__WORK TO COMPLETE__:
1. In the film reviews, what does the "O" in Roger O. Thornhill's name stand for?
2. Resume the film reviews from the point where they stop.

2.
What to say about a movie whose hero is hollow at the core, yet has the grace to make a proud joke of it—Roger O. Thornhill, the "O" standing for "nothing"—and, yes, has the luck to be played by Cary Grant. Alfred Hitchcock's North by Northwest is many folks' idea of the most entertaining movie they know. Hitchcock himself was a bit bummed at the time; his perverse, poetic Vertigo had not gone over well (in 2012 it would be voted greatest film ever), and so he ran for cover, making the supreme example of the comedy-thriller genre for which he was renowned. Few noticed, in 1959, that it was also a masterpiece. If a movie has Eva Marie Saint as a blond Eve on the Twentieth Century Limited, James Mason as the suavest of sinister aesthetes, Martin Landau as his spiderlike lieutenant, a murder at the United Nations, an attempted assassination amid acres of Midwest emptiness, and a chase across the faces on Mount Rushmore, who would demand that it also be a scintillating meditation on the allure of false appearances? Ernest Lehman's screenplay shimmers with wit, and Bernard Herrmann's score plays on the audience like a drum. –RTJ
4.
In praise of Frank Capra's It's a Wonderful Life, begin with Mr. Gower's drugstore: the wraparound, fussy/accidental conviction of the place, as Capra layers setups with shelves and cloudy vials between us and what's happening. But the layering is "what's happening"—the mix of sharp and soft focus simultaneously supporting realism and intimacy, plainness and mystery; a public area with pockets of privacy, secrets shared (young George Bailey will never reveal that his grieving employer accidentally "put something bad" in the Johnson kid's prescription) and unshared (George won't hear the declaration of eternal love Mary Hatch whispers in his ear, because it's his bad ear). A thousand such particulars give us Bedford Falls, the most cherished of movie small towns, a dream America is having about itself. Too often Capra gets pegged as a goopy sentimentalist, so let's note that It's a Wonderful Life speaks to an acute sense of loss, frustration, entrapment, anger (even in mid–marriage proposal!), and suicidal desperation; George Bailey was James Stewart's entry into the richest phase of his career, the obsessive, tortured heroes he would play for Anthony Mann and Alfred Hitchcock. This isn't just a great film, it's a miracle, and much too fine to be relegated to holiday institution. –RTJ
10.

__RAW RECORDS__:
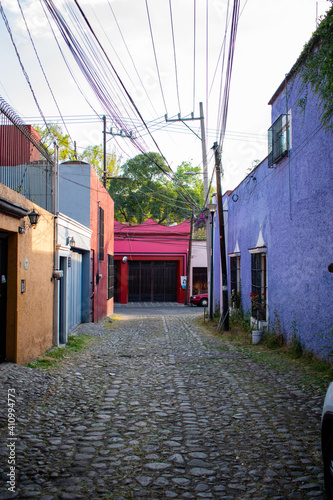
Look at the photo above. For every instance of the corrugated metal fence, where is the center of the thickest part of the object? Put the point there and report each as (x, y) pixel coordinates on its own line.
(25, 165)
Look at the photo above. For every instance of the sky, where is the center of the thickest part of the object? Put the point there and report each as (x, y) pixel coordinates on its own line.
(189, 55)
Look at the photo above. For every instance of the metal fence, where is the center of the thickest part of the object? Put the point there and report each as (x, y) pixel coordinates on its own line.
(25, 165)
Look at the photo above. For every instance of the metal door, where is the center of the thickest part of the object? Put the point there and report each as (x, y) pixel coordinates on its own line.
(152, 281)
(74, 291)
(3, 293)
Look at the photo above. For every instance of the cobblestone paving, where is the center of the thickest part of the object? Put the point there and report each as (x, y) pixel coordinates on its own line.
(157, 408)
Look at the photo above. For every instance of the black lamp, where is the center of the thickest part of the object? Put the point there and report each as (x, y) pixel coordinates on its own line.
(33, 217)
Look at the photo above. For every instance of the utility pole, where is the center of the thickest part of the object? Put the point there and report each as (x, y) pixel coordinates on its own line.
(188, 270)
(202, 139)
(122, 133)
(204, 152)
(104, 151)
(225, 312)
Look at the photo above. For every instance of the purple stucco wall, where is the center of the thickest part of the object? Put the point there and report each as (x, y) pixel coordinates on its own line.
(292, 206)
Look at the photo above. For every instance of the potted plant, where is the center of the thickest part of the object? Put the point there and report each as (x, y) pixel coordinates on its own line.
(258, 305)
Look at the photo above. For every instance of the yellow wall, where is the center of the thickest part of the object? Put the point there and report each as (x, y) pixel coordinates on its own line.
(30, 258)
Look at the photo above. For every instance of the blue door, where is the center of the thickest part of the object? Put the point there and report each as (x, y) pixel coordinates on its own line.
(74, 313)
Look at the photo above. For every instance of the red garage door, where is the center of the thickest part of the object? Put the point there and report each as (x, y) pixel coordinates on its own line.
(152, 281)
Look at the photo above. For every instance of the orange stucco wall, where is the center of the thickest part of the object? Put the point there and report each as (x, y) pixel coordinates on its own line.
(29, 323)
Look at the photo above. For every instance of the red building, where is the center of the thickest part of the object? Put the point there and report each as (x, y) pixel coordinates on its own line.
(150, 261)
(83, 198)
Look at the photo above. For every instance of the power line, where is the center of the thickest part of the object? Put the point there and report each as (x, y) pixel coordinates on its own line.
(174, 54)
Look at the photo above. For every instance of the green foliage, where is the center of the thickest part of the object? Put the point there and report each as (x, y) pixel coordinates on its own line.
(51, 357)
(54, 133)
(316, 69)
(328, 341)
(147, 192)
(295, 347)
(274, 338)
(239, 319)
(94, 155)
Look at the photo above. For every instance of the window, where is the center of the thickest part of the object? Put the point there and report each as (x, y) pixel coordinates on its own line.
(101, 234)
(235, 282)
(279, 139)
(110, 276)
(258, 286)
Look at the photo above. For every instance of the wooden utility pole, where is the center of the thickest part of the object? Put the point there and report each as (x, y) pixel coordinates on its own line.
(188, 270)
(104, 151)
(223, 254)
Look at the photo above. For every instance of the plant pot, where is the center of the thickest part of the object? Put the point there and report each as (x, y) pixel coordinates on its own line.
(256, 336)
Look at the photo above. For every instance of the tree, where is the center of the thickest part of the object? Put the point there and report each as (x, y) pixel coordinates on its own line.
(92, 154)
(54, 133)
(148, 189)
(316, 69)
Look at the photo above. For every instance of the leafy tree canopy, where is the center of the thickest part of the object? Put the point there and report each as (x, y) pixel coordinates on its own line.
(92, 154)
(145, 191)
(316, 68)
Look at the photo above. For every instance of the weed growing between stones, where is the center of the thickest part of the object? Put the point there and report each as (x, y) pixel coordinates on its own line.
(76, 343)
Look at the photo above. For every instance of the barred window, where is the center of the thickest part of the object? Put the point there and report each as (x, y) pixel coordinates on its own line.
(235, 282)
(279, 138)
(258, 286)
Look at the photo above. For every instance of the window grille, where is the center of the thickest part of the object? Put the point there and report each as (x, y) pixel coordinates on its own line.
(258, 286)
(278, 139)
(235, 282)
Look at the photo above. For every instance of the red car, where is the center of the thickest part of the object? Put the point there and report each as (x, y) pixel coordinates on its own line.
(201, 299)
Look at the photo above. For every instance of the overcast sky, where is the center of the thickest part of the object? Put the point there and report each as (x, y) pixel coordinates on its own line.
(270, 36)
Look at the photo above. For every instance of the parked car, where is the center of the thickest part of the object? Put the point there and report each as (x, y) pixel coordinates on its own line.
(200, 299)
(327, 441)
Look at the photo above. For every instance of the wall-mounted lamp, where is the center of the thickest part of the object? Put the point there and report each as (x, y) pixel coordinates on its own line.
(71, 241)
(33, 217)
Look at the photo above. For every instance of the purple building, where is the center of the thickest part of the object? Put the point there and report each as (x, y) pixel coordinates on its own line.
(279, 228)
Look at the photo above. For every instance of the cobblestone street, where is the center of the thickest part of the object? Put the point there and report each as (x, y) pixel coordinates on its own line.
(158, 408)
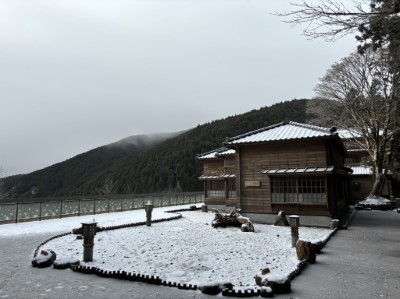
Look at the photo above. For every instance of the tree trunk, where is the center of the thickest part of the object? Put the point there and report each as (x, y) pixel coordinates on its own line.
(377, 188)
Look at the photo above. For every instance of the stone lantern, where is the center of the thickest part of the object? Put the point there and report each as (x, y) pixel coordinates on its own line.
(88, 233)
(294, 221)
(148, 208)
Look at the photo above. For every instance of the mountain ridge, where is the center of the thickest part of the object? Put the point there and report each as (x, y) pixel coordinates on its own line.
(146, 165)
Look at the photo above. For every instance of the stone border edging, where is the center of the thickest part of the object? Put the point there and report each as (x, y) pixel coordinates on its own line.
(155, 280)
(303, 264)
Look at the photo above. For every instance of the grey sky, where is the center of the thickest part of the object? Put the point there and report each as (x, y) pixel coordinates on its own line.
(77, 74)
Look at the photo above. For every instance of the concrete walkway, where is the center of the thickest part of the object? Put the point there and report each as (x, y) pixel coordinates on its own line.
(360, 262)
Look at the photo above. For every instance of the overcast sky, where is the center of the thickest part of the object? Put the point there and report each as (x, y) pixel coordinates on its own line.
(78, 74)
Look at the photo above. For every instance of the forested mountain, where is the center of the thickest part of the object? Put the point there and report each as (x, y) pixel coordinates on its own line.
(146, 165)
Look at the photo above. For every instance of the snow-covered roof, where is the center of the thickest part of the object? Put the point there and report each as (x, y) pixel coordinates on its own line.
(217, 153)
(361, 170)
(347, 134)
(217, 177)
(282, 131)
(320, 170)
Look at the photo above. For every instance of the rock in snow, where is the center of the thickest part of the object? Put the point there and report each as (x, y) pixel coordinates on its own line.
(44, 258)
(65, 263)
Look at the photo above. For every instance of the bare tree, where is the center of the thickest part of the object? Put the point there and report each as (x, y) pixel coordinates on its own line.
(369, 91)
(375, 19)
(323, 113)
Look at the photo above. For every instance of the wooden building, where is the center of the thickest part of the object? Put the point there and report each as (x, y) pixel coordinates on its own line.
(289, 166)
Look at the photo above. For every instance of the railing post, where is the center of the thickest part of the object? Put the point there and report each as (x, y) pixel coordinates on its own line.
(60, 209)
(16, 213)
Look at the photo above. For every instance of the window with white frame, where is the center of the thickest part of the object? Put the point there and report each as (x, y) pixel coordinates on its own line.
(302, 189)
(215, 188)
(231, 185)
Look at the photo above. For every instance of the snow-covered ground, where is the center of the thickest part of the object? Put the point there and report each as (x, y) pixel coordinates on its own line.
(187, 250)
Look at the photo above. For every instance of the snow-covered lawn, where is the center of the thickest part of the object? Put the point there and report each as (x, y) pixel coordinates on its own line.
(187, 250)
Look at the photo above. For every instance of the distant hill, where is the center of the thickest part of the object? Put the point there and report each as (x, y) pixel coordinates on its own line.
(147, 164)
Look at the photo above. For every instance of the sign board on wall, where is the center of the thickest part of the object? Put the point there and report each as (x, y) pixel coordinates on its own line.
(252, 183)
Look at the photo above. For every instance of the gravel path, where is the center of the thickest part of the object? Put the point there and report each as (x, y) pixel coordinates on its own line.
(360, 262)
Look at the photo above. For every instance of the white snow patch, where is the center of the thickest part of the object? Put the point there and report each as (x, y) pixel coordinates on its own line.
(375, 200)
(187, 250)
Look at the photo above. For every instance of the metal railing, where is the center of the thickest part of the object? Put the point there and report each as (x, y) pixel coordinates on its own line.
(22, 210)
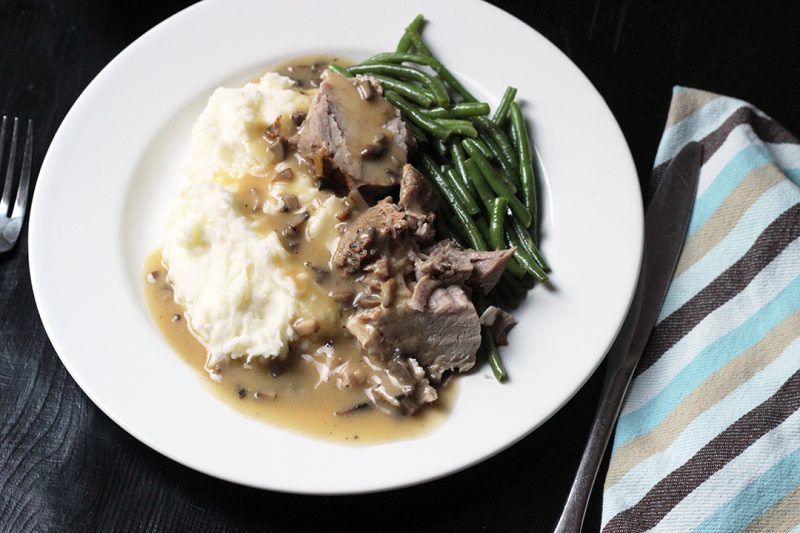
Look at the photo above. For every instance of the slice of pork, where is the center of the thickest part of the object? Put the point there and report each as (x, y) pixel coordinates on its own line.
(443, 337)
(446, 262)
(419, 201)
(355, 137)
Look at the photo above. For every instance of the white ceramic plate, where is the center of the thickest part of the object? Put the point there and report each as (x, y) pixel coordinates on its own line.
(114, 163)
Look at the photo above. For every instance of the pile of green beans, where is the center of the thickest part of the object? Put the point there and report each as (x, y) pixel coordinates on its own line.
(481, 164)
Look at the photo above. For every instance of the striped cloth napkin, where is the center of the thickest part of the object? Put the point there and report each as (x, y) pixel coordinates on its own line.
(709, 434)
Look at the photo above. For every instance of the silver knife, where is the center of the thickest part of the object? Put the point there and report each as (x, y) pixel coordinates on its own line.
(665, 225)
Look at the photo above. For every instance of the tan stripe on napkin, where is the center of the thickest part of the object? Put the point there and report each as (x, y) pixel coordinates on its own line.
(687, 103)
(714, 389)
(780, 517)
(728, 214)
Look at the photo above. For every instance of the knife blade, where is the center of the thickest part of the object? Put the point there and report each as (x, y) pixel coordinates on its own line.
(665, 227)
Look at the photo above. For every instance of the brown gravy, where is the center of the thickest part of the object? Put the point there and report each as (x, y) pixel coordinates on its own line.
(306, 71)
(291, 395)
(293, 400)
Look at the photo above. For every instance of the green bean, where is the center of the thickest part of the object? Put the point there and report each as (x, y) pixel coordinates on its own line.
(488, 345)
(484, 227)
(497, 155)
(458, 126)
(496, 219)
(440, 147)
(470, 206)
(417, 132)
(440, 69)
(471, 230)
(460, 110)
(416, 94)
(524, 257)
(414, 115)
(406, 73)
(497, 184)
(458, 158)
(502, 109)
(442, 231)
(525, 165)
(477, 179)
(480, 142)
(515, 268)
(457, 231)
(405, 41)
(501, 139)
(529, 245)
(493, 354)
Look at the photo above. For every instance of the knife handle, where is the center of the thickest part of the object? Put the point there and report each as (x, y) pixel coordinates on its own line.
(621, 362)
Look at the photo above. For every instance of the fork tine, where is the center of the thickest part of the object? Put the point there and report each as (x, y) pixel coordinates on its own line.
(8, 187)
(3, 205)
(21, 203)
(3, 137)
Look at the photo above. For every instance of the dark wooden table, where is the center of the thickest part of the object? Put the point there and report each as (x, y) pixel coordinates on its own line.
(64, 466)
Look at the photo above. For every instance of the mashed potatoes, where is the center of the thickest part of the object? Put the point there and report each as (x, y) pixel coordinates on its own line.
(239, 287)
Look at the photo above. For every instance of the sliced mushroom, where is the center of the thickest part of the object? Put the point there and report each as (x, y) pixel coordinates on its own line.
(293, 224)
(375, 149)
(288, 202)
(305, 326)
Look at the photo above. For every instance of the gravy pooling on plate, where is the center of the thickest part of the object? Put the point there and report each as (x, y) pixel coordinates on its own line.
(295, 400)
(312, 270)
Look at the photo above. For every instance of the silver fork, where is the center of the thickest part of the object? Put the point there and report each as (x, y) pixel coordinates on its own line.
(12, 215)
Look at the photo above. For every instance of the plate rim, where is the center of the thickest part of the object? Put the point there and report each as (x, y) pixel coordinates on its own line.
(87, 389)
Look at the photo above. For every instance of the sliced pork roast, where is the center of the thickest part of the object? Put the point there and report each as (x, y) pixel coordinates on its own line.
(412, 300)
(354, 136)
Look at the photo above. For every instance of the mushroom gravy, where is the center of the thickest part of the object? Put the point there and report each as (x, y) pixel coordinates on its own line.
(289, 395)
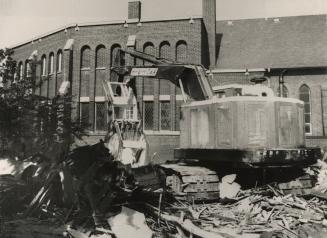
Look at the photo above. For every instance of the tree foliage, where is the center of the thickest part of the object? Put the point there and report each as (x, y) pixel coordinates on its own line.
(28, 122)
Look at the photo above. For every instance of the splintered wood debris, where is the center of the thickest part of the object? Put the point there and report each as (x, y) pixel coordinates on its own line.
(265, 211)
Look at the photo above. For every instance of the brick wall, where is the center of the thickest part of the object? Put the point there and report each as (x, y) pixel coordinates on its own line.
(134, 10)
(315, 79)
(209, 20)
(169, 39)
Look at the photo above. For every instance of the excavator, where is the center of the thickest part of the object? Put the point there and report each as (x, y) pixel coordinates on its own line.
(223, 130)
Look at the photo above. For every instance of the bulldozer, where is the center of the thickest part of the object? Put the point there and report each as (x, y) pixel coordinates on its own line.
(223, 130)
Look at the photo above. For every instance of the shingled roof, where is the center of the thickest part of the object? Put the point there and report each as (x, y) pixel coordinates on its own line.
(285, 42)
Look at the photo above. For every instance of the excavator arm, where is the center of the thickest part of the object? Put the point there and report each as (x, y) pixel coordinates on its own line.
(190, 78)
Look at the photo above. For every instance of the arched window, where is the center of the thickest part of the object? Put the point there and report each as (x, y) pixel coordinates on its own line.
(28, 69)
(304, 94)
(181, 51)
(85, 57)
(43, 66)
(100, 108)
(285, 92)
(100, 60)
(43, 82)
(59, 61)
(85, 104)
(148, 48)
(51, 63)
(164, 50)
(114, 60)
(20, 70)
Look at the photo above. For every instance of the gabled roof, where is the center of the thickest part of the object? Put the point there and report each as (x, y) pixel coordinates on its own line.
(285, 42)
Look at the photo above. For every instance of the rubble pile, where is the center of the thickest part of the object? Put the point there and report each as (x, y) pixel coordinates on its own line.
(265, 211)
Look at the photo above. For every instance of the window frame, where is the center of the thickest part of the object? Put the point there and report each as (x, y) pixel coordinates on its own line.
(43, 65)
(310, 107)
(59, 62)
(51, 63)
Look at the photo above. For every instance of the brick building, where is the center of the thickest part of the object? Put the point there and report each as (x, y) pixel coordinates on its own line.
(290, 50)
(233, 50)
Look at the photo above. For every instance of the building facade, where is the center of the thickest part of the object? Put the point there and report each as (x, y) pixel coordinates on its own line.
(284, 50)
(290, 52)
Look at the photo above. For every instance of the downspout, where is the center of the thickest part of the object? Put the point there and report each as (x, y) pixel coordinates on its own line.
(281, 82)
(322, 112)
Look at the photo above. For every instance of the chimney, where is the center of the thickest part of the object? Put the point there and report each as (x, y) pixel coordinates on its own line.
(209, 20)
(134, 10)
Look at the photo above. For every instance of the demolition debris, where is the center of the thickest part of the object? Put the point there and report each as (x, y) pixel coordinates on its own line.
(265, 211)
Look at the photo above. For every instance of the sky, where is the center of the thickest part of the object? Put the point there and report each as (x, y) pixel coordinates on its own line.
(21, 20)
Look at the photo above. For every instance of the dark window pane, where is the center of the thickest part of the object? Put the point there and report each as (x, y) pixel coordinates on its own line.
(100, 75)
(178, 114)
(165, 115)
(85, 114)
(148, 49)
(148, 116)
(86, 57)
(148, 86)
(307, 108)
(307, 118)
(181, 51)
(307, 128)
(85, 83)
(101, 116)
(101, 57)
(304, 97)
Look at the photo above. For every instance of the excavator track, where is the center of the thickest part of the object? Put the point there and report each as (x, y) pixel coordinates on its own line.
(192, 183)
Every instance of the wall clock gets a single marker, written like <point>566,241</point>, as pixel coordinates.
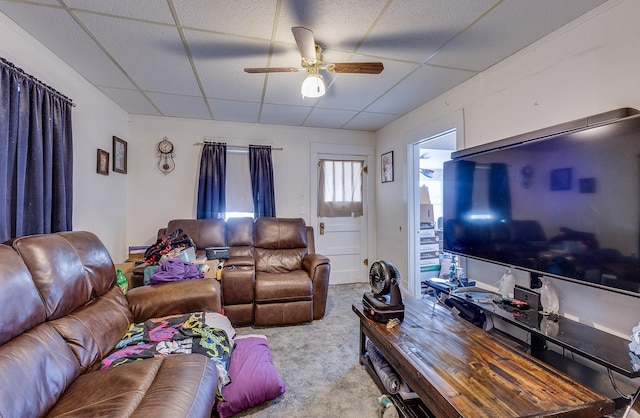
<point>165,156</point>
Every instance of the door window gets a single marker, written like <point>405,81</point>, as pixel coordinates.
<point>340,188</point>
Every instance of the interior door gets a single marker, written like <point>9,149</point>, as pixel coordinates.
<point>343,239</point>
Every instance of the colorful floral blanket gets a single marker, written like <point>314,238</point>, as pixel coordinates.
<point>175,334</point>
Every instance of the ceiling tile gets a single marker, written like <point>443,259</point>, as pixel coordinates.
<point>234,111</point>
<point>367,121</point>
<point>412,30</point>
<point>220,62</point>
<point>132,101</point>
<point>284,115</point>
<point>423,85</point>
<point>333,22</point>
<point>485,43</point>
<point>152,10</point>
<point>180,106</point>
<point>136,45</point>
<point>248,18</point>
<point>328,118</point>
<point>68,41</point>
<point>135,52</point>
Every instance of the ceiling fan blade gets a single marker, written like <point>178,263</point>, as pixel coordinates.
<point>272,70</point>
<point>356,67</point>
<point>306,42</point>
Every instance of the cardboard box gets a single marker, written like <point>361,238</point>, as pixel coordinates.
<point>127,269</point>
<point>424,195</point>
<point>426,213</point>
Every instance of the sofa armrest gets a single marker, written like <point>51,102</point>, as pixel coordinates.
<point>319,268</point>
<point>312,261</point>
<point>174,298</point>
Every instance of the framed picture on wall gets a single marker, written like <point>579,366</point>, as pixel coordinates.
<point>102,164</point>
<point>387,167</point>
<point>119,155</point>
<point>561,179</point>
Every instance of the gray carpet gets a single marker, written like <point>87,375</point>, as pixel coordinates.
<point>318,363</point>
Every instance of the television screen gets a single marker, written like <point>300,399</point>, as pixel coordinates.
<point>564,205</point>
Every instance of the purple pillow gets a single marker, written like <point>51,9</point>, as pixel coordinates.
<point>254,378</point>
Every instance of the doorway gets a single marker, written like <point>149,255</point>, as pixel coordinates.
<point>426,159</point>
<point>344,239</point>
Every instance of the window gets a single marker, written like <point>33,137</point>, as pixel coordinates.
<point>340,188</point>
<point>238,189</point>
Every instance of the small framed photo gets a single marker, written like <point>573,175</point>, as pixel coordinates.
<point>102,164</point>
<point>119,155</point>
<point>587,185</point>
<point>387,167</point>
<point>561,179</point>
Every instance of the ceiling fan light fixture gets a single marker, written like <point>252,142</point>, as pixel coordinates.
<point>312,86</point>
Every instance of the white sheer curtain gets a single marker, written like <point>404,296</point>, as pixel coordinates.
<point>340,188</point>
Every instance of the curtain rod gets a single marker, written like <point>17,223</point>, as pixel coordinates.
<point>233,146</point>
<point>35,80</point>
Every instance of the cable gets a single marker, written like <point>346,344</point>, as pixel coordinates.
<point>615,386</point>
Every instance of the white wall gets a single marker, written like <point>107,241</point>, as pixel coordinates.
<point>154,198</point>
<point>99,202</point>
<point>588,67</point>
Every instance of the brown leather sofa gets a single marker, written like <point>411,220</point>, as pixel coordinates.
<point>274,276</point>
<point>61,313</point>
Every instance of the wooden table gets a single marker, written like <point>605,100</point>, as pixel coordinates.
<point>459,370</point>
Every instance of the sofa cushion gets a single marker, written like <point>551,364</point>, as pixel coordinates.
<point>93,330</point>
<point>22,307</point>
<point>204,232</point>
<point>240,236</point>
<point>37,367</point>
<point>69,269</point>
<point>279,261</point>
<point>144,389</point>
<point>292,286</point>
<point>280,233</point>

__IN RESPONSE__:
1. Nothing.

2.
Arguably the finest Western that John Ford, master of the genre, ever made, The Searchers towers like a Monument Valley butte in our native cinema; its magnificent shadow extends over complex American morality plays to come, from Ford's own The Man Who Shot Liberty Valance to The Wild Bunch and Taxi Driver. In Red River, Howard Hawks directed a surprisingly dark and conflicted John Wayne to one of the actor's best performances. Ford upped the ante: As Ethan Edwards, Wayne embodies the archetypal American isolato, in whose volatile character D.H. Lawrence saw the divided soul of America.
I love that Ford imbues his cracking-good Western adventure with so much of our checkered history, simultaneously celebrating and deconstructing his Texicans' brave claim to a new Eden—already the home of red-skinned Adams and Eves. In a nation just riven by a war between brothers, Ethan Edwards externalizes killer impulses and lays them on an Indian Cain (aptly named Scar), the Comanche who steals the little girl Ethan yearned to father. But nothing here is simple: by bringing "son" and "daughter" home, Ford's hero becomes a father of his country, from which he—tainted by guilt—is eternally exiled. In the eloquent landscape that is John Ford's American West, The Searchers' iconic final image speaks volumes. —KAM
Read about all 100 at http://movies.msn.com/100-favorite-films-intro/photo-gallery/feature/.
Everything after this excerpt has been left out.